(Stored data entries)
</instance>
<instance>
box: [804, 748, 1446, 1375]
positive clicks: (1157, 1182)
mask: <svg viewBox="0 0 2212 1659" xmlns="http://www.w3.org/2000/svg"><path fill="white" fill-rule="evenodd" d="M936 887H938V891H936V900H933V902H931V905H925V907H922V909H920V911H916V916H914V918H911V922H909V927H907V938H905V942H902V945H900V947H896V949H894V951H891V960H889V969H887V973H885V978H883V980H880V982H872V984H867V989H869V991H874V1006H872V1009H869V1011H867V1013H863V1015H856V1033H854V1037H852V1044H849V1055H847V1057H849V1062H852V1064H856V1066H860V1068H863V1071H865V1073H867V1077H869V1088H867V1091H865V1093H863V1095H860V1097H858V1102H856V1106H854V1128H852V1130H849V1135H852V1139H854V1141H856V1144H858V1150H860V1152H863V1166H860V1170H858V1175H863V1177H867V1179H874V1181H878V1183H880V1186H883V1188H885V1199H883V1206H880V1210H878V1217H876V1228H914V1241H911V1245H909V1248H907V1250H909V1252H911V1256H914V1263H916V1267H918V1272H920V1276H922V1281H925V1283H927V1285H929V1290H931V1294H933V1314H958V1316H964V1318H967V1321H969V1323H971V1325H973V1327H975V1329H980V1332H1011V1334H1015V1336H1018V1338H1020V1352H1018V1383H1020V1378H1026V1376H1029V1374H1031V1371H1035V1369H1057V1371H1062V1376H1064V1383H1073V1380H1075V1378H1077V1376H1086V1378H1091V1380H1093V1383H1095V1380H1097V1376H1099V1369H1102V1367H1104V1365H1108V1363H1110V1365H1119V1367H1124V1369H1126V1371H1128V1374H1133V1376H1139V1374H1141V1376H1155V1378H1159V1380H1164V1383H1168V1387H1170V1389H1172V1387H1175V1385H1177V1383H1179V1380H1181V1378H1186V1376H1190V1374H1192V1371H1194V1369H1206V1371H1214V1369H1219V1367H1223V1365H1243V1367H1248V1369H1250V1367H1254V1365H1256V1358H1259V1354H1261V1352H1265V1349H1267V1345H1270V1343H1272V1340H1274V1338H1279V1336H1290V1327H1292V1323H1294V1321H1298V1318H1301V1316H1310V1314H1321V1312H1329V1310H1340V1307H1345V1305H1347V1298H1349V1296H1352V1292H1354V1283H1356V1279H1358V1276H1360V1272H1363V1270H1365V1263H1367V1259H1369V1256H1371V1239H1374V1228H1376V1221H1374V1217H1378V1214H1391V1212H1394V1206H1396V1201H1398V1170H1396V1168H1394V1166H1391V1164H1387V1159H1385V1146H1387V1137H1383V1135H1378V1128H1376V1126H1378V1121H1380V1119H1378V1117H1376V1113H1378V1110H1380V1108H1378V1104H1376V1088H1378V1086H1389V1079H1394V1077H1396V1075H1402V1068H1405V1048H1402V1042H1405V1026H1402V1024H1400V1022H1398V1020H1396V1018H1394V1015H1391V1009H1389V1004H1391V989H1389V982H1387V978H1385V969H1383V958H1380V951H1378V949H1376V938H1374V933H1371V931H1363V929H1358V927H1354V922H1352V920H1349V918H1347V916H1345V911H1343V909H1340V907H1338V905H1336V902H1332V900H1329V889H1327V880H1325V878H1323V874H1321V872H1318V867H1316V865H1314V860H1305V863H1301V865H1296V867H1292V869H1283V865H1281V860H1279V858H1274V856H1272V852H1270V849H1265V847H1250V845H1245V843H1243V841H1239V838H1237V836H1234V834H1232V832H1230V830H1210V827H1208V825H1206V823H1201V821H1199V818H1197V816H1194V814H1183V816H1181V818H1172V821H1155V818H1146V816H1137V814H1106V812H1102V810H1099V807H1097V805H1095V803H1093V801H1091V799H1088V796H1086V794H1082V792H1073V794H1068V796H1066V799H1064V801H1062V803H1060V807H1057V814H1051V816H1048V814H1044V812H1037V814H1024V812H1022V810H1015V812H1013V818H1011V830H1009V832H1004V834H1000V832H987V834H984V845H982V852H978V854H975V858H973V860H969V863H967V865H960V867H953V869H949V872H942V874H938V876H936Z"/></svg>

* [WHAT THIS TASK INVOLVES]:
Transcribe every record. Match each line exactly.

* [RESPONSE AREA]:
</instance>
<instance>
box: [804, 748, 1446, 1375]
positive clicks: (1157, 1182)
mask: <svg viewBox="0 0 2212 1659" xmlns="http://www.w3.org/2000/svg"><path fill="white" fill-rule="evenodd" d="M936 887H938V891H936V900H933V902H931V905H925V907H922V909H920V911H916V916H914V918H911V922H909V927H907V938H905V942H902V945H900V947H896V949H894V951H891V960H889V969H887V973H885V978H883V980H880V982H872V984H867V989H869V991H874V1006H872V1009H869V1011H867V1013H863V1015H856V1033H854V1037H852V1044H849V1055H847V1057H849V1062H852V1064H856V1066H860V1068H863V1071H865V1073H867V1077H869V1088H867V1091H865V1093H863V1095H860V1097H858V1102H856V1106H854V1128H852V1130H849V1135H852V1139H854V1141H856V1144H858V1150H860V1152H863V1166H860V1170H858V1175H863V1177H867V1179H874V1181H878V1183H880V1186H883V1188H885V1199H883V1206H880V1210H878V1217H876V1228H914V1241H911V1245H909V1248H907V1250H909V1252H911V1256H914V1263H916V1267H918V1272H920V1276H922V1281H925V1283H927V1285H929V1290H931V1294H933V1314H958V1316H964V1318H967V1321H969V1323H971V1325H973V1327H975V1329H980V1332H1011V1334H1015V1336H1018V1338H1020V1352H1018V1383H1020V1378H1026V1376H1029V1374H1031V1371H1035V1369H1057V1371H1062V1376H1064V1383H1073V1380H1075V1378H1077V1376H1086V1378H1091V1380H1093V1383H1095V1380H1097V1376H1099V1369H1102V1367H1104V1365H1108V1363H1110V1365H1119V1367H1124V1369H1126V1371H1128V1374H1133V1376H1139V1374H1141V1376H1155V1378H1159V1380H1164V1383H1168V1387H1170V1389H1172V1387H1175V1385H1177V1383H1179V1380H1181V1378H1186V1376H1190V1374H1192V1371H1194V1369H1206V1371H1214V1369H1219V1367H1223V1365H1243V1367H1248V1369H1250V1367H1254V1365H1256V1358H1259V1354H1261V1352H1265V1349H1267V1345H1270V1343H1272V1340H1274V1338H1279V1336H1290V1327H1292V1323H1294V1321H1298V1318H1301V1316H1310V1314H1321V1312H1329V1310H1340V1307H1345V1305H1347V1298H1349V1296H1352V1292H1354V1283H1356V1279H1358V1276H1360V1272H1363V1270H1365V1263H1367V1259H1369V1256H1371V1239H1374V1228H1376V1221H1374V1217H1378V1214H1391V1212H1394V1206H1396V1201H1398V1170H1396V1168H1394V1166H1391V1164H1387V1159H1385V1146H1387V1137H1383V1135H1378V1128H1376V1126H1378V1121H1380V1119H1378V1117H1376V1113H1378V1110H1380V1108H1378V1104H1376V1088H1378V1086H1389V1079H1394V1077H1396V1075H1402V1068H1405V1048H1402V1042H1405V1026H1402V1024H1400V1022H1398V1020H1396V1018H1394V1015H1391V1009H1389V1004H1391V989H1389V982H1387V978H1385V969H1383V958H1380V951H1378V949H1376V938H1374V933H1371V931H1363V929H1358V927H1354V922H1352V920H1349V918H1347V916H1345V911H1343V909H1340V907H1338V905H1336V902H1332V900H1329V889H1327V880H1325V878H1323V874H1321V872H1318V867H1316V865H1314V860H1305V863H1301V865H1296V867H1292V869H1283V865H1281V860H1279V858H1274V856H1272V852H1270V849H1265V847H1250V845H1245V843H1243V841H1239V838H1237V836H1234V834H1232V832H1230V830H1210V827H1208V825H1206V823H1201V821H1199V818H1197V816H1194V814H1183V816H1181V818H1172V821H1155V818H1146V816H1137V814H1106V812H1102V810H1099V807H1097V805H1095V803H1093V801H1091V799H1088V796H1086V794H1082V792H1073V794H1068V796H1066V799H1064V801H1062V803H1060V807H1057V814H1051V816H1048V814H1044V812H1037V814H1024V812H1022V810H1015V812H1013V818H1011V830H1009V832H1004V834H1000V832H987V834H984V845H982V852H978V854H975V858H973V860H969V863H967V865H960V867H953V869H949V872H942V874H938V876H936Z"/></svg>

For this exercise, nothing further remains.